*THE TASK*. Repeat, line for line, the entries printed below.

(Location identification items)
#####

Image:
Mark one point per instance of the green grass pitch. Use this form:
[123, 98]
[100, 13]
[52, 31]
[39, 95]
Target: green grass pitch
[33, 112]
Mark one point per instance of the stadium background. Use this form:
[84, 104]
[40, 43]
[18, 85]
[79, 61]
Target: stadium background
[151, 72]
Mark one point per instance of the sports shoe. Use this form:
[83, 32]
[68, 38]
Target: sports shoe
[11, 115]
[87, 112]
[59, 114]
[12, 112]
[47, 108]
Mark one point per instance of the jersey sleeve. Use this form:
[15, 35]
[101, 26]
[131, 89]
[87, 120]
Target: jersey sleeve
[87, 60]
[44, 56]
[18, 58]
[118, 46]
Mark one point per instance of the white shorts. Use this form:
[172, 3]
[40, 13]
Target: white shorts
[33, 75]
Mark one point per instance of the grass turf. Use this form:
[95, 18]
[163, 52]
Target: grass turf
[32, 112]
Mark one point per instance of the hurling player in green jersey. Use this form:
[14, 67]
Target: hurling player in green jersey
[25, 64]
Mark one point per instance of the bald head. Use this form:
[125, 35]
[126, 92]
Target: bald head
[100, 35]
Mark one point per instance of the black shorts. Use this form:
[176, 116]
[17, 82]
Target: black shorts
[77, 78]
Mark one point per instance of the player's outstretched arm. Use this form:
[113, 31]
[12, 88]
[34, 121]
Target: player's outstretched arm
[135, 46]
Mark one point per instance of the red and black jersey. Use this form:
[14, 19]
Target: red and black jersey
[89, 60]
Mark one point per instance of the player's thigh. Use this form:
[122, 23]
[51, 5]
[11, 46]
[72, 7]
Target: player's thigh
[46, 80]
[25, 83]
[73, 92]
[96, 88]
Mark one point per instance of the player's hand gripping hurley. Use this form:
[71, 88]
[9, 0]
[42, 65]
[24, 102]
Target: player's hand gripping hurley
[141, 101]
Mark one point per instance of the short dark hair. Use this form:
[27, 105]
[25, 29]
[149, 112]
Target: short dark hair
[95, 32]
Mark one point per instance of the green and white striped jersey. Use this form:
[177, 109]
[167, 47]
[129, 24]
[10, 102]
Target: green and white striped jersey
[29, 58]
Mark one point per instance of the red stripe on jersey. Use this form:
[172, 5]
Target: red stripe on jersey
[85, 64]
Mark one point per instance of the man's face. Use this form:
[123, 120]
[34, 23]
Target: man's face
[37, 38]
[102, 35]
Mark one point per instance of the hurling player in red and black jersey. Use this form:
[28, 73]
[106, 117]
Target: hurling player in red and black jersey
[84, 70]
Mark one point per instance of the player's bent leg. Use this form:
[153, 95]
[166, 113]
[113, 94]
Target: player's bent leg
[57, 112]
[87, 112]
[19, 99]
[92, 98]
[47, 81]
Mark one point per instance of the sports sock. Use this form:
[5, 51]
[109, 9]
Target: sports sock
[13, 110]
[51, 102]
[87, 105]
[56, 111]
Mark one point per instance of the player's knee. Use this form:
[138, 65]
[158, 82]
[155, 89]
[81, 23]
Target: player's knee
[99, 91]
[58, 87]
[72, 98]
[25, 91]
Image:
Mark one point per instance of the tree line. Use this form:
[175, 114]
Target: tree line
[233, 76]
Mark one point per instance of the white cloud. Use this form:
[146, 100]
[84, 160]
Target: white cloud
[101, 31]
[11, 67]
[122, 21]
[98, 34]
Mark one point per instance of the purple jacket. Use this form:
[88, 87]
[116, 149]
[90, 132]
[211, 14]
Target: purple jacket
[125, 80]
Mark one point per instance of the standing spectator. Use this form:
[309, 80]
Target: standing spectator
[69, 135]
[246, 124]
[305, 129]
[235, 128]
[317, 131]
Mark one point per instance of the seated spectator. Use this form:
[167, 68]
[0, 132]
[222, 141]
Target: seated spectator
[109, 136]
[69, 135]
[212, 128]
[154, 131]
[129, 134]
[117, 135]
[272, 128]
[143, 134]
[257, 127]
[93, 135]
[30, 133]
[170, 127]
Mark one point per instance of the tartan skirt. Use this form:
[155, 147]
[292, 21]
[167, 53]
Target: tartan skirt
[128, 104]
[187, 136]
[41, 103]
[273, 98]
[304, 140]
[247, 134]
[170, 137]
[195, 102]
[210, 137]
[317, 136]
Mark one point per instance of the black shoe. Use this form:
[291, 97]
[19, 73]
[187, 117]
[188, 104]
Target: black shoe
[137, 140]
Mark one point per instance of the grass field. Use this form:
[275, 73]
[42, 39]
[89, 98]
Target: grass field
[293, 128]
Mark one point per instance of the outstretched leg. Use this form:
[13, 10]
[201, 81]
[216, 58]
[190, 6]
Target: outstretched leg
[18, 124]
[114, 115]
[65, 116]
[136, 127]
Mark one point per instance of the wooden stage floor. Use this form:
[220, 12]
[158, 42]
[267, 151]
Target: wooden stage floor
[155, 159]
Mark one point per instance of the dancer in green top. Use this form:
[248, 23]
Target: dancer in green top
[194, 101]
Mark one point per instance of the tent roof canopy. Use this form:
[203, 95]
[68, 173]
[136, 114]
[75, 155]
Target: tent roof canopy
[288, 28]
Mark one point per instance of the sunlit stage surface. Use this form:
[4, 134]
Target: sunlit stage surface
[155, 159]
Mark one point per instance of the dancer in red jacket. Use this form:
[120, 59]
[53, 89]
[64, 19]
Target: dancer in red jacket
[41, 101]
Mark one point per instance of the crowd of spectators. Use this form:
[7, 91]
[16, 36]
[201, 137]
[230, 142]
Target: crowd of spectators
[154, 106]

#####

*TASK ANSWER*.
Image:
Mark one point per instance of the green grass pitch. Use this form:
[123, 98]
[100, 13]
[52, 31]
[39, 95]
Target: green grass pitch
[33, 112]
Mark one point per instance of the stadium background. Use this form:
[84, 104]
[40, 43]
[18, 85]
[79, 61]
Target: stadium background
[151, 72]
Mark one point per instance of the sports shoe. Use this form:
[83, 32]
[68, 38]
Target: sports shoe
[11, 115]
[87, 112]
[59, 114]
[12, 112]
[47, 108]
Mark one point per instance of the jersey sleeve. Use this form:
[15, 35]
[101, 26]
[131, 89]
[87, 120]
Target: jersey sleeve
[87, 60]
[44, 56]
[18, 58]
[118, 46]
Mark one point per instance of the white shorts. Use this form:
[172, 3]
[40, 13]
Target: white shorts
[33, 75]
Mark one point per instance of the grass turf. Use this form:
[95, 18]
[163, 52]
Target: grass turf
[32, 112]
Mark one point per instance of the hurling player in green jersey. Use this form:
[14, 67]
Target: hurling player in green jersey
[25, 64]
Mark one point per instance of the bald head. Use this form:
[125, 35]
[126, 92]
Target: bald head
[100, 35]
Mark one point per instance of the black shorts. Use this form:
[176, 116]
[17, 82]
Target: black shorts
[77, 78]
Mark one point per instance of the player's outstretched arm. Use this form:
[113, 31]
[12, 88]
[34, 121]
Target: player's outstretched arm
[135, 46]
Mark one point per instance of the red and black jersey. Use this form:
[14, 19]
Target: red and black jersey
[89, 60]
Mark one point per instance of the player's thigh. Use this form:
[122, 23]
[51, 5]
[11, 46]
[72, 7]
Target: player's thigh
[46, 80]
[25, 83]
[73, 92]
[96, 88]
Mark one point per instance of the player's hand gripping hurley. Use this form:
[71, 88]
[9, 0]
[42, 65]
[24, 102]
Target: player's hand gripping hurley
[141, 101]
Mark one point per instance of the short dark hair. Use this form:
[27, 105]
[25, 29]
[149, 112]
Target: short dark hair
[95, 32]
Mark one point per instance of the green and white striped jersey. Use this form:
[177, 109]
[167, 47]
[129, 24]
[10, 102]
Target: green and white striped jersey
[29, 58]
Mark one point per instance of the red stripe on jersey. Use this form:
[172, 5]
Target: red stripe on jersey
[85, 64]
Mark one point per instance of the man's face. Use this form:
[123, 120]
[34, 23]
Target: man's face
[37, 38]
[102, 35]
Mark one point per instance of the hurling player in red and black jersey. Use this form:
[28, 73]
[106, 117]
Target: hurling player in red and black jersey
[84, 70]
Mark one point per instance of the player's bent leg. Use this form:
[153, 95]
[166, 113]
[113, 94]
Target: player's bent leg
[57, 112]
[87, 112]
[19, 99]
[92, 98]
[47, 81]
Mark one point per instance of the sports sock. Use this form:
[5, 51]
[109, 9]
Target: sports sock
[13, 110]
[51, 102]
[87, 105]
[56, 111]
Mark one point per instance of the player's knee. Use this form:
[138, 65]
[158, 82]
[155, 89]
[81, 23]
Target: player's knee
[99, 91]
[58, 87]
[72, 98]
[25, 91]
Image:
Mark one point per instance of the tree line. Use this form:
[175, 114]
Target: tree line
[233, 76]
Mark one point per instance of the white cloud. Use this form:
[146, 100]
[84, 160]
Target: white cloud
[101, 31]
[11, 67]
[122, 21]
[98, 34]
Mark one point per instance of the purple jacket. Use this form:
[88, 87]
[116, 149]
[90, 132]
[211, 14]
Target: purple jacket
[125, 80]
Mark one point per instance of the standing spectator. Use this form:
[309, 80]
Target: standing spectator
[69, 135]
[246, 124]
[305, 129]
[235, 128]
[317, 131]
Mark one point per instance of the seated spectator. Use this form:
[167, 68]
[0, 132]
[222, 141]
Target: seated spectator
[109, 136]
[69, 135]
[212, 128]
[154, 131]
[129, 134]
[117, 135]
[272, 128]
[143, 134]
[257, 127]
[93, 135]
[30, 133]
[170, 127]
Mark one point per instance of the tartan skirt. Use this form:
[155, 147]
[292, 21]
[167, 53]
Target: tartan skirt
[128, 104]
[187, 136]
[41, 103]
[273, 98]
[304, 140]
[247, 134]
[170, 137]
[195, 102]
[210, 137]
[317, 136]
Mark one point per instance of the black shoe. Use this form:
[291, 97]
[19, 73]
[187, 117]
[188, 104]
Target: black shoe
[137, 140]
Mark one point per instance of the grass field. Use this form:
[275, 73]
[42, 39]
[89, 98]
Target: grass field
[293, 128]
Mark one point per instance of the outstretched leg. Use this form:
[13, 10]
[201, 81]
[216, 58]
[190, 6]
Target: outstretched leg
[18, 124]
[114, 115]
[65, 116]
[136, 127]
Mark one point per instance of the wooden stage floor. Use this form:
[220, 12]
[158, 42]
[267, 151]
Target: wooden stage floor
[155, 159]
Mark one point per instance of the dancer in green top. Use this form:
[248, 23]
Target: dancer in green top
[194, 101]
Mark one point per instance of the tent roof canopy. Use this form:
[203, 95]
[68, 173]
[136, 114]
[75, 155]
Target: tent roof canopy
[288, 28]
Mark one point per instance of the sunlit stage surface. Use this form:
[4, 134]
Target: sunlit stage surface
[155, 159]
Mark one point per instance of the dancer in red jacket. Use this form:
[120, 59]
[53, 89]
[64, 19]
Target: dancer in red jacket
[41, 101]
Mark one point per instance of the crowd of spectators. Use this form:
[7, 91]
[16, 36]
[201, 137]
[230, 142]
Target: crowd of spectators
[154, 106]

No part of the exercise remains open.